> _What the task requires_
Please print every one of the entries below word for word, omitting the pictures.

Object position labeling entries:
..........

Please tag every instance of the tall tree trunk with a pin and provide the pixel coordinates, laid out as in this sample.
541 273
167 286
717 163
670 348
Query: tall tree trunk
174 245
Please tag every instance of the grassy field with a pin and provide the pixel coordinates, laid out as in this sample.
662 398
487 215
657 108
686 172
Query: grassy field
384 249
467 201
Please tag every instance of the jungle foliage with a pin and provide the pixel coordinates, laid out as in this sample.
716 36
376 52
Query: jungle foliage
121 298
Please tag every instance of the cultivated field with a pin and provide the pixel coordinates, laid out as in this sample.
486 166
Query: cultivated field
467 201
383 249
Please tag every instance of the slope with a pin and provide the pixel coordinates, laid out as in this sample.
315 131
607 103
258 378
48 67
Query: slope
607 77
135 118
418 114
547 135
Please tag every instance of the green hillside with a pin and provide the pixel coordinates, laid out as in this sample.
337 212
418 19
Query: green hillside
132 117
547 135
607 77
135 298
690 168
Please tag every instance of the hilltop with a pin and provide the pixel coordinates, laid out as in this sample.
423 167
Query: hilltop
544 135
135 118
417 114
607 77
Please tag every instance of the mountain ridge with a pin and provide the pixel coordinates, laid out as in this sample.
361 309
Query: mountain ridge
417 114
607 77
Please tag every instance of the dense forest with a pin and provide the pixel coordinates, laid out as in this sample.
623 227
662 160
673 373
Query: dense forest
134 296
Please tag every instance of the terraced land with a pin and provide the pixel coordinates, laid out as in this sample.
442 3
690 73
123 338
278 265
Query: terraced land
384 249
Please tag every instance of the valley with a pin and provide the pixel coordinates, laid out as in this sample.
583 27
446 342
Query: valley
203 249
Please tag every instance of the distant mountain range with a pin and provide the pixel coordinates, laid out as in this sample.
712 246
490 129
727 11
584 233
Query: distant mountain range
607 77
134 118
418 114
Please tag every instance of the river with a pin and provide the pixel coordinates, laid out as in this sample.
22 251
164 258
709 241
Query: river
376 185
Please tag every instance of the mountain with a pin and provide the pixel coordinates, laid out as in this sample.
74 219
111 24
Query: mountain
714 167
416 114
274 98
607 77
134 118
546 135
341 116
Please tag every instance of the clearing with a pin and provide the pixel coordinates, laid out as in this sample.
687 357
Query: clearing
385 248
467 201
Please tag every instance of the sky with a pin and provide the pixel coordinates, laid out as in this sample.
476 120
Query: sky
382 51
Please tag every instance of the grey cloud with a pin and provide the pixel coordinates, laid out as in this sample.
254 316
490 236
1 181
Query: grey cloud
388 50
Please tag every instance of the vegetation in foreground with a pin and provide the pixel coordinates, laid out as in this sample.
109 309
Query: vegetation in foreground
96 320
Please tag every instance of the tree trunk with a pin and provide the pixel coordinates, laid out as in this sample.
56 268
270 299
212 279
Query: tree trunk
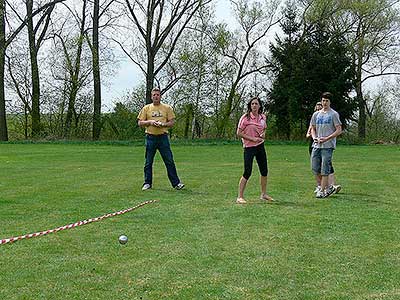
358 84
35 73
149 77
3 118
362 118
96 74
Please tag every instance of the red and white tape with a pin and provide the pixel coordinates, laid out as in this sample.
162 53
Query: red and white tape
76 224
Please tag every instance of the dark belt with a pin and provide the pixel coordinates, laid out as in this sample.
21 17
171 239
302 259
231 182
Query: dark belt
156 135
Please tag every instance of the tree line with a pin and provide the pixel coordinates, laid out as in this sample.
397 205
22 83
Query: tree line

..........

> _Answer below_
Please tag every instance of the tall tree trunk with a pin and provide the pixel coordinates, laid out as in this sample.
541 273
167 286
717 163
670 348
Query: tall tree trunk
174 245
Please tag every instance of the grassy field with a pin and provide the pixel coordinates, laid out as in this sample.
662 398
487 215
657 108
686 172
Query: grassy field
384 249
467 201
Please tag every instance of the jungle foliage with a pin and provide the pixel coordinates, laid out as in this sample.
716 36
376 52
Query: jungle foliage
121 298
Please tag every instance of the cultivated field with a pin and provide the pixel coordinates, laid out as in this sample.
486 166
Query: cultivated field
467 201
383 249
Please tag every instance of the slope with a pin and provide the pixel coordinates, laid out as in this sample.
315 131
607 103
258 378
48 67
Query: slope
607 77
135 118
418 114
547 135
Please tag every instance of the green hillside with a pin and provide the pixel coordinates, laid out as in this sample.
337 212
418 19
Query: green hillside
132 117
547 135
607 77
135 298
690 168
Please tag every instance of the hilltop with a pin and provide the pixel coordinates, laid out as in this sample.
423 167
Query: hilltop
544 135
135 118
417 114
607 77
Please tag every instance of the mountain ridge with a pin and provide the pixel coordinates, laid out as in this sample.
361 309
Query: mountain ridge
417 114
607 77
Please tag every instance of the dense forest with a pin and provide the pixel coordinates, laid out as in this sample.
623 227
662 160
673 373
Query: dense forest
134 296
Please tag every instance of the terraced land with a pin and provide the pixel coordinates, laid out as in this sample.
442 3
690 73
123 338
278 265
Query: terraced land
384 249
Please tag every instance of the valley with a pin and provide the pixel coordinates, laid out as in this sample.
583 27
446 342
Query: valley
203 249
Please tag every instance of the distant mountain range with a pin and provide the pixel coordinates, laid out as in this sample.
712 246
490 129
727 11
584 233
Query: distant mountain range
607 77
134 118
418 114
Please tag every instance of the river with a pin and provide the pixel coordinates, laid out as in this sample.
22 251
164 258
709 241
Query: river
376 185
Please tag every instance of the mountain with a pin and provide the pixel coordinates, laid out as in this sample.
74 219
111 24
Query: mountain
714 167
416 114
274 98
607 77
134 118
546 135
341 116
Please tag every instance of the clearing with a pin and provide the pixel coordinates, laid out as in this sample.
687 357
Query: clearing
385 248
467 201
Please tag every instance of the sky with a pin and provide the pixel coordinates, laid out as in this sample.
476 120
Query: sky
382 51
Please tag every instance of the grey cloud with a pin and provide the pixel coordinates, laid out as in this sample.
254 316
490 236
1 181
Query: grey cloud
388 50
Please tag every instance of the vegetation in foreground with a pin and provide the pixel coordinates, laid out as in this sample.
109 309
Query: vegetation in foreground
96 320
Please tag every instance of the tree trunk with a pin and provide the pixel coordinates, laid out as in this sample.
56 268
270 299
212 279
Query: tree trunk
358 84
35 73
149 77
3 118
362 118
96 74
Please tag every instance of the red and white tape with a pin and provide the pixel coordinates, laid out as in this sample.
162 53
Query: red and white tape
76 224
Please tag every instance of the dark belt with a pin and provide the pixel coordinates, laid out as in this sample.
21 17
171 239
302 259
231 182
Query: dark belt
156 135
Please tag every instance of the tree line with a pin and provide the pixel coordinates, laid out as in this sample.
397 205
22 83
Query: tree line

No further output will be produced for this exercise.